**PROBLEM STATEMENT**
Recast every line of the material below as a numbered list, one item per line, leaving out any blank lines.

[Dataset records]
┏━━

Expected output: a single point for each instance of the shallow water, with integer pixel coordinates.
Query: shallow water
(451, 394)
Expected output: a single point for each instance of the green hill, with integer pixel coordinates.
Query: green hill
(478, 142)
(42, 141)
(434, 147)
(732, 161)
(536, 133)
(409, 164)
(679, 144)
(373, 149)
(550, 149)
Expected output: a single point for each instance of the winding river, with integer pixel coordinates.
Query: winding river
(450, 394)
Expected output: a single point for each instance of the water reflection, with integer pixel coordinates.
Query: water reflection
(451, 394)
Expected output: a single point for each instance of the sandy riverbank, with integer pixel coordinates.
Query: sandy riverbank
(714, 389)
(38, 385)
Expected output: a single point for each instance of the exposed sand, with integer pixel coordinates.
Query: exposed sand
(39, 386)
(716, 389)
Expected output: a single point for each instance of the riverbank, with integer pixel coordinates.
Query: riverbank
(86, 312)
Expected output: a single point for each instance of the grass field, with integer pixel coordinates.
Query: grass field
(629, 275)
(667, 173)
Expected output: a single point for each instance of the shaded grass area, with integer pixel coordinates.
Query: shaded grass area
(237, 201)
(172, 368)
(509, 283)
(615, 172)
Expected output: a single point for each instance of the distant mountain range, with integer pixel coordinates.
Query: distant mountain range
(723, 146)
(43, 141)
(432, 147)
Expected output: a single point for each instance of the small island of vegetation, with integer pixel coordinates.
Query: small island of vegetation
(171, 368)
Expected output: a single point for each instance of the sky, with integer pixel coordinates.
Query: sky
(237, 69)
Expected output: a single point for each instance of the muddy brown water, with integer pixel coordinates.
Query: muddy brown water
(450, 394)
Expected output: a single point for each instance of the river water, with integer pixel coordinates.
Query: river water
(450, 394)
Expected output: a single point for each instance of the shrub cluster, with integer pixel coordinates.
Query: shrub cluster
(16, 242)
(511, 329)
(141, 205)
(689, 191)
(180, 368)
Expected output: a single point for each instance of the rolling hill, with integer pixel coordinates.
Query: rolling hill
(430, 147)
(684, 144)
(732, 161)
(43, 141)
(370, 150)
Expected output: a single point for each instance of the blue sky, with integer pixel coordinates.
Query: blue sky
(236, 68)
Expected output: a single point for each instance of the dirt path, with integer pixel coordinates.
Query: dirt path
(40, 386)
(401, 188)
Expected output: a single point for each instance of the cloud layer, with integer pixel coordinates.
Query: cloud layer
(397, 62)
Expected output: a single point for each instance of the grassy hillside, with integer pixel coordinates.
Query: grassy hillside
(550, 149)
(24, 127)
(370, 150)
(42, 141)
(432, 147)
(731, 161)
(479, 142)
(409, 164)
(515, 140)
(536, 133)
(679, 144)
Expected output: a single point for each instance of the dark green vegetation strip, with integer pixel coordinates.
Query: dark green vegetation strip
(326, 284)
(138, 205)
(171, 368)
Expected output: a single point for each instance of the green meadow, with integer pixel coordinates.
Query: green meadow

┗━━

**TASK ANSWER**
1. Expected output: a single point for each instance of the shallow water, with integer pixel coordinates.
2. Query: shallow water
3. (451, 394)
4. Expected output: a single point for each instance of the green hill, with integer pixel coordinates.
5. Query: green hill
6. (478, 142)
7. (42, 141)
8. (434, 147)
9. (732, 161)
10. (536, 133)
11. (409, 164)
12. (679, 144)
13. (373, 149)
14. (550, 149)
15. Expected output: a single point for each instance of the winding river, with integer pixel coordinates.
16. Query: winding river
17. (450, 394)
18. Expected output: a single point for each instance of the water reflection, with integer pixel coordinates.
19. Query: water reflection
20. (451, 394)
21. Expected output: a single point for each instance of the sandy riverbank, with integer pixel coordinates.
22. Query: sandy riverbank
23. (714, 389)
24. (38, 385)
25. Expected output: a single point for each instance of the exposed sand, with integer pixel coordinates.
26. Query: exposed sand
27. (39, 386)
28. (716, 389)
29. Expected output: a single point for each instance of the riverbank, with integer pixel coordinates.
30. Query: riverbank
31. (86, 312)
32. Expected output: a single point for each instance of the grass field, with integer pixel coordinates.
33. Query: grass field
34. (629, 275)
35. (667, 173)
36. Expected output: a single point for each instance of the shaded grass area, with integer pixel coordinates.
37. Query: shaded grass area
38. (237, 201)
39. (172, 368)
40. (509, 283)
41. (615, 172)
42. Expected output: a single point for each instance of the distant mountain range, with integer pixel coordinates.
43. Query: distant mountain range
44. (723, 146)
45. (43, 141)
46. (432, 147)
47. Expected output: a single point for each instance of the small island of vegetation, with integer pixel coordinates.
48. Query: small island of vegetation
49. (171, 368)
50. Expected output: a single point for each instance of the sky, with integer pixel coordinates.
51. Query: sky
52. (237, 69)
53. Expected output: a single point for each instance of the muddy brown water, with integer pixel coordinates.
54. Query: muddy brown water
55. (450, 394)
56. Expected output: a single point for each instance of the river water, with integer pixel coordinates.
57. Query: river water
58. (450, 394)
59. Expected output: a single point for each instance of the shrub cluster, with integer pixel coordinates.
60. Query: shrub cluster
61. (16, 242)
62. (511, 329)
63. (141, 205)
64. (689, 191)
65. (180, 368)
66. Expected output: a single point for each instance of the rolling hill, with integer pixel coordinates.
67. Query: rolling hill
68. (430, 147)
69. (684, 144)
70. (732, 161)
71. (43, 141)
72. (370, 150)
73. Expected output: a single point for each instance of the blue sky, with integer pixel coordinates.
74. Query: blue sky
75. (236, 68)
76. Expected output: a single point for each instance of the dirt path, with integer pixel coordinates.
77. Query: dirt path
78. (40, 386)
79. (401, 188)
80. Expected output: a single point for each instance of the cloud layer, with integer pixel coordinates.
81. Query: cloud layer
82. (397, 62)
83. Expected output: a single point for each instance of the grassy hillside, with integer pixel coordinates.
84. Query: grassy hillside
85. (550, 149)
86. (24, 127)
87. (370, 150)
88. (42, 141)
89. (432, 147)
90. (731, 161)
91. (479, 142)
92. (409, 164)
93. (515, 140)
94. (536, 133)
95. (679, 144)
96. Expected output: a single point for each instance of the dark green vegetation strip, with integer pixel coordinates.
97. Query: dark green vegetation strip
98. (326, 284)
99. (138, 205)
100. (171, 368)
101. Expected output: a single point for each instance of the green meadow, with integer pixel coordinates.
102. Query: green meadow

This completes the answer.